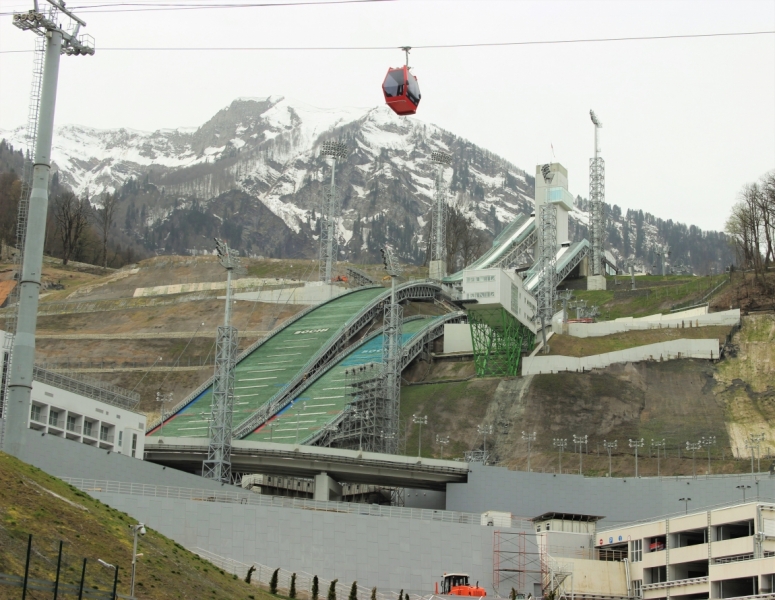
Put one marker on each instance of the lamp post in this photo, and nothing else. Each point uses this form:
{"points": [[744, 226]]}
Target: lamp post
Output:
{"points": [[529, 438], [419, 421], [686, 504], [610, 446], [636, 444], [658, 445], [708, 442], [442, 441], [743, 487], [139, 528], [693, 447], [579, 440], [162, 398], [560, 443]]}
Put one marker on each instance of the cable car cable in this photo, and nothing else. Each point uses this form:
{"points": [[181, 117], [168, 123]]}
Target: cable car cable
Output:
{"points": [[428, 47]]}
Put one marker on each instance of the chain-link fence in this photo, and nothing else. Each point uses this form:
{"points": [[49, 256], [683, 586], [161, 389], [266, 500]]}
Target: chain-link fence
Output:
{"points": [[35, 568]]}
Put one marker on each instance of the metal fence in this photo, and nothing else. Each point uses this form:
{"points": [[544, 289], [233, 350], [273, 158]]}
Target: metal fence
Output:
{"points": [[253, 499]]}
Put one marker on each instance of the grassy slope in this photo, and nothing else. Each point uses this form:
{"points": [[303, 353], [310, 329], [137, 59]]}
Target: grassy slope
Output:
{"points": [[93, 530], [566, 345]]}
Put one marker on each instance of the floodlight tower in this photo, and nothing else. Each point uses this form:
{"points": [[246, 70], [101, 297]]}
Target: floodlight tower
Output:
{"points": [[218, 463], [597, 200], [392, 343], [58, 40], [329, 217], [438, 262]]}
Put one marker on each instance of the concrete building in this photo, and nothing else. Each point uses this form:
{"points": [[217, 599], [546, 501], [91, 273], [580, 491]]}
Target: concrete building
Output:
{"points": [[87, 412], [725, 552]]}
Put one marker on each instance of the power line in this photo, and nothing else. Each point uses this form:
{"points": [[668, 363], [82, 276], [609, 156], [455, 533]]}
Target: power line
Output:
{"points": [[427, 47]]}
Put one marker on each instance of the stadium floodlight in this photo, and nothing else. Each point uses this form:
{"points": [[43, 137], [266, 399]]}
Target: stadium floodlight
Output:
{"points": [[529, 438], [560, 443], [707, 442], [636, 444], [609, 446], [419, 421], [578, 441], [658, 445]]}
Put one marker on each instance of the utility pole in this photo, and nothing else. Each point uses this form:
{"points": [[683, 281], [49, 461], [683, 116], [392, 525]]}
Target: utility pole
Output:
{"points": [[560, 443], [610, 446], [579, 440], [658, 445], [329, 217], [58, 41], [218, 463], [529, 438], [392, 353], [438, 259], [419, 421], [636, 444]]}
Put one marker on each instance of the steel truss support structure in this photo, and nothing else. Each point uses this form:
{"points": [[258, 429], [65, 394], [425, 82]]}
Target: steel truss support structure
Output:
{"points": [[329, 215], [218, 463], [499, 340], [597, 201], [438, 258]]}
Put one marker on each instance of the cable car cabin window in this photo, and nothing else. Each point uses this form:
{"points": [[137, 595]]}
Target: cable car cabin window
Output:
{"points": [[394, 83], [413, 89]]}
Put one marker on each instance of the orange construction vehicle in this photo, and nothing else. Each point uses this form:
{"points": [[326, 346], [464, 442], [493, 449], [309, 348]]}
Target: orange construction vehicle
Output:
{"points": [[456, 584]]}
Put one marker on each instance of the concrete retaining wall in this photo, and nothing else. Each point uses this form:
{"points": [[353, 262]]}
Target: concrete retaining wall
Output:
{"points": [[671, 321], [708, 349]]}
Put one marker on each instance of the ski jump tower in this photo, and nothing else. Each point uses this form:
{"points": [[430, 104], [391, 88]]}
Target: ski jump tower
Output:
{"points": [[596, 278], [438, 262]]}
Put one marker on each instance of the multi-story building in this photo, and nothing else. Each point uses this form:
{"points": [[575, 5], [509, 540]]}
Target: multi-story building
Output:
{"points": [[88, 412], [725, 552]]}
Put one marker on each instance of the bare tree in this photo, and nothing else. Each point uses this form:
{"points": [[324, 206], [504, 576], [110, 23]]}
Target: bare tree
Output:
{"points": [[105, 217], [71, 216]]}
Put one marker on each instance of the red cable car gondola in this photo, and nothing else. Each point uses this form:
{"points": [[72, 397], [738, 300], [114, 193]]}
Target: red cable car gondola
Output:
{"points": [[401, 90]]}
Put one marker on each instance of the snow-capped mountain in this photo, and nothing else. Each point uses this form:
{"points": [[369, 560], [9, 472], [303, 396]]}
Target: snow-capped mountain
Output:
{"points": [[253, 173]]}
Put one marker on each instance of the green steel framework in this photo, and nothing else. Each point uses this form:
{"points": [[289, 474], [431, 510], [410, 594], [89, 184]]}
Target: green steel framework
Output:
{"points": [[498, 341]]}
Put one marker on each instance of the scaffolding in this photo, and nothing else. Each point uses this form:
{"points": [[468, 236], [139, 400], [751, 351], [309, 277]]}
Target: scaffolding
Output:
{"points": [[499, 341]]}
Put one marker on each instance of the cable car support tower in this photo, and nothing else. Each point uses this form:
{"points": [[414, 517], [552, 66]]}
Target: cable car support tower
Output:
{"points": [[329, 218], [218, 463], [438, 262], [597, 201], [54, 40]]}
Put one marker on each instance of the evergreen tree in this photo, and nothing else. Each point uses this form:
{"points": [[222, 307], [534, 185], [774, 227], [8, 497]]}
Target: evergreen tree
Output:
{"points": [[332, 590]]}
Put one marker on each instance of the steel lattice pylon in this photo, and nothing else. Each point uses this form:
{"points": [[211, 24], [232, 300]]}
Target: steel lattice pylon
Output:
{"points": [[498, 342], [597, 201], [329, 215], [218, 463], [438, 259]]}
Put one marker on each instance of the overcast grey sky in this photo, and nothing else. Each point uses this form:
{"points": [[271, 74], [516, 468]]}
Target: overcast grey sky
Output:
{"points": [[686, 122]]}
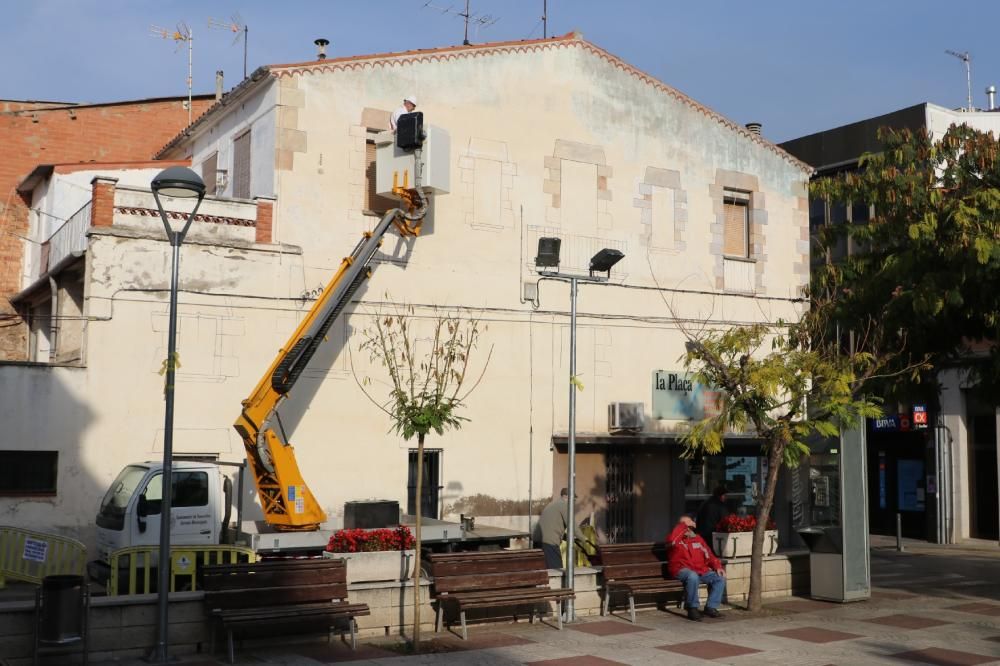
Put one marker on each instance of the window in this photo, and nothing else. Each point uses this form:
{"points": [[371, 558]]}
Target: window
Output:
{"points": [[431, 488], [209, 170], [241, 166], [373, 202], [736, 239], [190, 489], [28, 472]]}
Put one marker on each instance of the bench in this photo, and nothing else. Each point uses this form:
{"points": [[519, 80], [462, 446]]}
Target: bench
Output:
{"points": [[285, 596], [636, 569], [485, 579]]}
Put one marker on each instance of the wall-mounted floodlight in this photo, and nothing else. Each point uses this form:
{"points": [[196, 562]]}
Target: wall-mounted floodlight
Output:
{"points": [[548, 253], [603, 261]]}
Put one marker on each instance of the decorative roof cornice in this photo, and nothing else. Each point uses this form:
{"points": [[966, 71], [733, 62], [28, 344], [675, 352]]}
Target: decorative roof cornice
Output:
{"points": [[174, 215]]}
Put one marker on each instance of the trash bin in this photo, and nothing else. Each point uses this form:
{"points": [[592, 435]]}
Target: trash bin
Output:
{"points": [[61, 605], [826, 562]]}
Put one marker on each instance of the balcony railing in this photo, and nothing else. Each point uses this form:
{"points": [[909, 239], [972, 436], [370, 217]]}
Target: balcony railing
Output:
{"points": [[69, 238]]}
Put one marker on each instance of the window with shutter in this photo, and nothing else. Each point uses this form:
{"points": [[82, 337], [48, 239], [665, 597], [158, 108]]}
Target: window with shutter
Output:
{"points": [[241, 166], [209, 168], [373, 202], [736, 239]]}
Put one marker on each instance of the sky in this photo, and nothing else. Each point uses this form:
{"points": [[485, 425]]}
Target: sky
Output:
{"points": [[797, 66]]}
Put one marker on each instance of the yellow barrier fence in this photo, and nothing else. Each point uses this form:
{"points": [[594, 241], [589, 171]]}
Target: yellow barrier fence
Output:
{"points": [[31, 556], [132, 569]]}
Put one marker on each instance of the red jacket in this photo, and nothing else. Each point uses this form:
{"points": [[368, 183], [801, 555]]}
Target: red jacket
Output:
{"points": [[689, 552]]}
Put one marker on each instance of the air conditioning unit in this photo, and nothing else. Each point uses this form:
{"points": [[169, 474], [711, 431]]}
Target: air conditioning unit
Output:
{"points": [[625, 416]]}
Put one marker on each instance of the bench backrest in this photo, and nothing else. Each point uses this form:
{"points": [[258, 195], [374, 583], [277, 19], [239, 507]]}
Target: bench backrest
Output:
{"points": [[274, 583], [487, 571], [634, 560]]}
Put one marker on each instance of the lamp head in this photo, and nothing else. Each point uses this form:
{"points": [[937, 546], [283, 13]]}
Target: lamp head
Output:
{"points": [[548, 253], [179, 182], [603, 261]]}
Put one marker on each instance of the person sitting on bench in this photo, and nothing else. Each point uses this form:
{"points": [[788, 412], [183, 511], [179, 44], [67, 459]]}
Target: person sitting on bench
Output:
{"points": [[691, 561]]}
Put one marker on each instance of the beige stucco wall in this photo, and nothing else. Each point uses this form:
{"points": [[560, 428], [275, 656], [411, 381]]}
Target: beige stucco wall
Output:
{"points": [[552, 141]]}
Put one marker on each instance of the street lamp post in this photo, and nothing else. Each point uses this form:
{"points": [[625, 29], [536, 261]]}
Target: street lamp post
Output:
{"points": [[602, 262], [177, 182]]}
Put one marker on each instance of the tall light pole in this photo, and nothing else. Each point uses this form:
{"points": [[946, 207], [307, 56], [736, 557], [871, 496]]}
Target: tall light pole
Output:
{"points": [[177, 182], [602, 262]]}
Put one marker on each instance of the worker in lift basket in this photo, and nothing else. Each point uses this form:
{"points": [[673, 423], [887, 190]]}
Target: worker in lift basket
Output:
{"points": [[409, 105]]}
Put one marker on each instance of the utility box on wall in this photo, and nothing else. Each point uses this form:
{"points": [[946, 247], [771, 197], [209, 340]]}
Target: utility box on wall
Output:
{"points": [[390, 159]]}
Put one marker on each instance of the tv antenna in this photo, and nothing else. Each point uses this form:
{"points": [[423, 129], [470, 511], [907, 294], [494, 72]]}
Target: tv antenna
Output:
{"points": [[235, 25], [181, 34], [967, 59], [477, 20]]}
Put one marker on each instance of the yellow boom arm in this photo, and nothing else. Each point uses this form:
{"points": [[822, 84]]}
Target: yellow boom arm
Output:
{"points": [[286, 500]]}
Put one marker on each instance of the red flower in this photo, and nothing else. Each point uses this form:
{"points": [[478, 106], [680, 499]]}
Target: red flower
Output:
{"points": [[368, 541], [736, 523]]}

# DESCRIPTION OF THE TASK
All that is wanted is the lines from the one containing "Put one marker on each instance of the yellow boom" through the last line of the records, restated word for word.

# RESULT
Put one marker on each instance of the yellow boom arm in this photo, and nothing else. Each point uses this form:
{"points": [[822, 84]]}
Target: yellow boom arm
Output:
{"points": [[286, 500]]}
Put one marker on each instance of the red flower in this photo, and nothing else. Each point uses this form:
{"points": [[478, 106], [680, 499]]}
Target: red flower
Output:
{"points": [[368, 541], [736, 523]]}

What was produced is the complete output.